The defendant claims that Count Two is barred by: (1) the Statute of Frauds, General Statutes § 52-550(a); and (2) the laws of agency, which bar the plaintiff from recovering from an agent where the principle is known to him. The defendant moves to strike Count Four for the reason that: (1) absent a directive from a client, an attorney cannot make payment to an unsecured creditor; (2) the defendant Weber owed the plaintiff no duty; and (3) the laws of agency bar the plaintiff from recovering from an agent where the principle is known to him.

The plaintiff, in opposition, argues that § 52-550(a), the Statute of Frauds is not applicable, as the plaintiff has not alleged that the defendant agreed to answer for the debt of the client, and thus, has not alleged that Weber is personally responsible for the outstanding bill for chiropractic services. The plaintiff, instead, argues that the complaint alleges that the bill should have been satisfied from any money due the client.

:: Exercise requirements ::
A. Based on the legal excerpt, say yes or no for each statement and quote the words that decide it: (i) One reason the defendant gives for striking Count Four is that Weber owed the plaintiff no duty. (ii) The plaintiff alleges that Weber is personally responsible for the chiropractic bill. (iii) The defendant claims the Statute of Frauds bars Count Two.
B. In the legal excerpt, what does the plaintiff say the bill should have been paid from?
The rows below come from a separate source.

:: Given entries ::
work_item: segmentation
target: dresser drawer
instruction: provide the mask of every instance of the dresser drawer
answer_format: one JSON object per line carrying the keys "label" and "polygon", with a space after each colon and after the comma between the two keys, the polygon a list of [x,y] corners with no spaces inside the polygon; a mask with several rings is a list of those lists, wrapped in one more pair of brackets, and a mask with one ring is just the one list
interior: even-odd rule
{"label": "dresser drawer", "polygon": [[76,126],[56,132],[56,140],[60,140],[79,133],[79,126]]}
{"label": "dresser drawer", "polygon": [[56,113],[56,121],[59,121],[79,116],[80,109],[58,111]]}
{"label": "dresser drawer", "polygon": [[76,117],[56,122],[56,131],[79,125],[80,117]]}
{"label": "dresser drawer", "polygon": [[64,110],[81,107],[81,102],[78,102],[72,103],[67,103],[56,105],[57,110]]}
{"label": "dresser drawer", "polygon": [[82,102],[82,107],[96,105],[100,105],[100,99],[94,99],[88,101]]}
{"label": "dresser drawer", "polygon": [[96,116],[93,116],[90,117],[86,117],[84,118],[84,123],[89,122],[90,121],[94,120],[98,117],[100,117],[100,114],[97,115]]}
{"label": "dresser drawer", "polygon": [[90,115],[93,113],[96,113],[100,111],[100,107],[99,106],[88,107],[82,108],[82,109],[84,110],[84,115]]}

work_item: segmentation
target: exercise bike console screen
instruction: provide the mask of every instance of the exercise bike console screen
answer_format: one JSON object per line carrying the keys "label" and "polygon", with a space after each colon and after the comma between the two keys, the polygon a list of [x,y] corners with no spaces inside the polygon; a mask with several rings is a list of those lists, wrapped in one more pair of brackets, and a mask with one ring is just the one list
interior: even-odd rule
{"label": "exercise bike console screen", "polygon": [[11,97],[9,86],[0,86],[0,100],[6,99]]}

:: Answer set ::
A.
(i) Yes: "the defendant Weber owed the plaintiff no duty"
(ii) No: "has not alleged that Weber is personally responsible for the outstanding bill for chiropractic services"
(iii) Yes: "Count Two is barred by: (1) the Statute of Frauds"

B. From any money due the client.